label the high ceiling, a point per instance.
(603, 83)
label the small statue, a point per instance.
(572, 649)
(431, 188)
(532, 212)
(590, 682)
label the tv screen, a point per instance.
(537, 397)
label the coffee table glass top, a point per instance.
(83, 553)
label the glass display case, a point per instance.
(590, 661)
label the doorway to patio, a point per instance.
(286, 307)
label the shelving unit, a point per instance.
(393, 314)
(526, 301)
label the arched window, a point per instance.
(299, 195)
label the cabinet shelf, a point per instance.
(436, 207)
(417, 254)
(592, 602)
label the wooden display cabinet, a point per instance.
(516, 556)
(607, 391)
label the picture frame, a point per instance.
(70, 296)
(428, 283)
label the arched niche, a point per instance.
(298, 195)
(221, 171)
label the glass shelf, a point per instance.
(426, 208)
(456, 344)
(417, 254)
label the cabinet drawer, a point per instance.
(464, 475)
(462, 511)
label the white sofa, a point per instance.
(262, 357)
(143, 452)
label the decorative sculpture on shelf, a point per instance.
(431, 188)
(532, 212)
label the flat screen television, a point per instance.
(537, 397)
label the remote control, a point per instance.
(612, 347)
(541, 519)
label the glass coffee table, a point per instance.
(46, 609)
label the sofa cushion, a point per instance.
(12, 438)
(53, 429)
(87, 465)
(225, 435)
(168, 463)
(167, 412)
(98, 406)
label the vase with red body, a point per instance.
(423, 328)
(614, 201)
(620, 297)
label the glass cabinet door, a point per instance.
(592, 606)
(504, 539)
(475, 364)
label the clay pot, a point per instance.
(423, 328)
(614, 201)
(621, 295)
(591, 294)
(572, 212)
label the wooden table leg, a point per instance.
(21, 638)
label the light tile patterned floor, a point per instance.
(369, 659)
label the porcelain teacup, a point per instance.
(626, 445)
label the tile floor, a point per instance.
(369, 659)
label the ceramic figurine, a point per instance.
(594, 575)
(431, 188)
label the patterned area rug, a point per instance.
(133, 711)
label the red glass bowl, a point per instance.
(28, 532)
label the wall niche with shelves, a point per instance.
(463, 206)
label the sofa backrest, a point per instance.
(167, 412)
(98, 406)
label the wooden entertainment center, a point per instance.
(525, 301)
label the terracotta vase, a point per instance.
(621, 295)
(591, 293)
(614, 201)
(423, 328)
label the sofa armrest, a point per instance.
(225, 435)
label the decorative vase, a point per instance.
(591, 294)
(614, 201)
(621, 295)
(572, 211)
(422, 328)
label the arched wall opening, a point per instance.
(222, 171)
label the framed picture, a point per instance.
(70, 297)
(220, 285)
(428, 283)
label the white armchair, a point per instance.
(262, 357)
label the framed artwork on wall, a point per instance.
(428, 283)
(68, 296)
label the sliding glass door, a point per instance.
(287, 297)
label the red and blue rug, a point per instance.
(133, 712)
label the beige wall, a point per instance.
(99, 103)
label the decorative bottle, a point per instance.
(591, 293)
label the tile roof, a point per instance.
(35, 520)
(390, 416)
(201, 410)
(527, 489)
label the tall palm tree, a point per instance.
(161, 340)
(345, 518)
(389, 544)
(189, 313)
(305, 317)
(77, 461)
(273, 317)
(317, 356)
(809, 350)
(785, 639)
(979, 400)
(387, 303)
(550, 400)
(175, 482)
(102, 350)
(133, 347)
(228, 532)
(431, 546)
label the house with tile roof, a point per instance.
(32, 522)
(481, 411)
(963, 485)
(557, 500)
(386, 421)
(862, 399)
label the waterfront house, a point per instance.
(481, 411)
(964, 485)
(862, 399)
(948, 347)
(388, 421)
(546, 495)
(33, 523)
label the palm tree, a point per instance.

|---|

*Your goal*.
Starting at the line that contains "label the red and", print every line through the last one of the records, exactly and with nothing else.

*Response*.
label the red and blue rug, a point per instance.
(133, 712)
label the beige wall, a point per instance.
(99, 103)
label the decorative bottle, a point per instance.
(591, 293)
label the tile roof, a point per instance.
(35, 520)
(390, 416)
(201, 410)
(527, 489)
label the tall palm tree, a point per instance.
(161, 340)
(345, 518)
(389, 544)
(189, 313)
(305, 317)
(77, 461)
(273, 317)
(317, 356)
(809, 350)
(785, 639)
(979, 400)
(387, 303)
(550, 400)
(175, 482)
(102, 350)
(133, 347)
(228, 532)
(431, 546)
label the house with tile roof, a point per instance.
(32, 522)
(481, 411)
(963, 485)
(557, 500)
(386, 421)
(862, 399)
label the waterfront house, a point per instance.
(481, 411)
(964, 485)
(862, 399)
(948, 347)
(388, 421)
(546, 495)
(33, 523)
label the palm tree, a point per instance.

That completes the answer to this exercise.